* **PASSAGE SHOWN**:
____________________

On Tuesday, June 15, the STA negotiations team met with the district’s team for another two-hour bargaining session where we continued to advocate for issues of vital importance to our members.  As is typical, there is an understanding among the parties that 1) we don’t share specific details from the negotiating sessions and 2) individual items that the parties may agree to tentatively aren’t final until overall agreement is reached. As a result of these norms, we cannot issue a detailed progress report at this time. Please trust that our proposals and priorities have been established through a careful distillation of the issues that are important to our members. Working through these issue takes a significant amount of time.

Our current contract expires on June 30, but thanks to the Triborough Amendment to the Taylor Law its terms and conditions remain in effect until a successor agreement is reached. While the salary grid does not change, members advance one increment (step) on July 1. You should know that we have bargaining sessions scheduled through the summer and we intend to steadfastly continue our work.

____________________

* **GIVEN INFORMATION**:
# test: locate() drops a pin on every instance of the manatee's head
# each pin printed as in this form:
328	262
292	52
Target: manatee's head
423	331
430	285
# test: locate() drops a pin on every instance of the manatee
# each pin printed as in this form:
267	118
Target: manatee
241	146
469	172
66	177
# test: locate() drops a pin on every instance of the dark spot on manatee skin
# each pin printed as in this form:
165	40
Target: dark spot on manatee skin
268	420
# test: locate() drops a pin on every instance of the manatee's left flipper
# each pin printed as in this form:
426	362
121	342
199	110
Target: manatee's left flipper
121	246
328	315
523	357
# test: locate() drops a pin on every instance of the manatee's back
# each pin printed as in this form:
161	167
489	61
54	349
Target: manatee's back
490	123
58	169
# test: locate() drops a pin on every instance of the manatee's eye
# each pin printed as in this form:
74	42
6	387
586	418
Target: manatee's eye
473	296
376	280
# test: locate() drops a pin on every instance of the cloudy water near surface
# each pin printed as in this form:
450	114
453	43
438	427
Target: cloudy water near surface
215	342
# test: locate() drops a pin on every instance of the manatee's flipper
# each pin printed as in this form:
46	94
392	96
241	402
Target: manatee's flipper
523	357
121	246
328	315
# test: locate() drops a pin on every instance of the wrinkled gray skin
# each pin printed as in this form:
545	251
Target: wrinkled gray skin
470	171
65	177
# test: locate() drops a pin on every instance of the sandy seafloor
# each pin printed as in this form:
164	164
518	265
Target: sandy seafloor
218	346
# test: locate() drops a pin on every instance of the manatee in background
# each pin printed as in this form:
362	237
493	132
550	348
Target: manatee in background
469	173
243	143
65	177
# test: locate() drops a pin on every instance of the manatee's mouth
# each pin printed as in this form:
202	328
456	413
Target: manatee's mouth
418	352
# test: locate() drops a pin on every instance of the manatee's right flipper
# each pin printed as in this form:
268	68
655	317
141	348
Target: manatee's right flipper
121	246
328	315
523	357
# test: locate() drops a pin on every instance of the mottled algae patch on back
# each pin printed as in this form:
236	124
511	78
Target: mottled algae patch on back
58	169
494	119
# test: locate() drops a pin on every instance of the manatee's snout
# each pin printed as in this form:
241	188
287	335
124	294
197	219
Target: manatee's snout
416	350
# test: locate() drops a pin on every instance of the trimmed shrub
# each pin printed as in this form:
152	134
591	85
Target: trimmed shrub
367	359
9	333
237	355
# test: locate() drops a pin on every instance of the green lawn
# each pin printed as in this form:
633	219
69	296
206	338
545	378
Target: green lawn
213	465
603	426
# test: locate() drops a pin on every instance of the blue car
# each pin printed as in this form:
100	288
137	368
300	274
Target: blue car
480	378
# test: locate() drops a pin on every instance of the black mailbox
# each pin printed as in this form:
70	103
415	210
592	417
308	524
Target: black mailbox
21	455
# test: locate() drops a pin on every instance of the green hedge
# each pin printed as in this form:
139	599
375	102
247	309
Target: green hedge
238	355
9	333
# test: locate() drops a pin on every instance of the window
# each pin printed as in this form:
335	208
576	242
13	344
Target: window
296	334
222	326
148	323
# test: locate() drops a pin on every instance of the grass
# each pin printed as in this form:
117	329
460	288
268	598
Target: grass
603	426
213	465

____________________

* **WORK TASK 1**:
Answer these from the negotiations update, one line each:
(a) On what day and date did the STA negotiations team meet with the district's team?
(b) On what date does the current contract expire?
(c) What do members advance on July 1?
* **WORK TASK 2**:
List every calendar date mentioned in the negotiations update.
* **WORK TASK 3**:
Print everything in the negotiations update from "On Tuesday, June" down to "amount of time.".

* **EXERCISE ANSWER 1**:
(a) Tuesday, June 15
(b) June 30
(c) One increment (step)

* **EXERCISE ANSWER 2**:
- June 15
- June 30
- July 1

* **EXERCISE ANSWER 3**:
On Tuesday, June 15, the STA negotiations team met with the district’s team for another two-hour bargaining session where we continued to advocate for issues of vital importance to our members.  As is typical, there is an understanding among the parties that 1) we don’t share specific details from the negotiating sessions and 2) individual items that the parties may agree to tentatively aren’t final until overall agreement is reached. As a result of these norms, we cannot issue a detailed progress report at this time. Please trust that our proposals and priorities have been established through a careful distillation of the issues that are important to our members. Working through these issue takes a significant amount of time.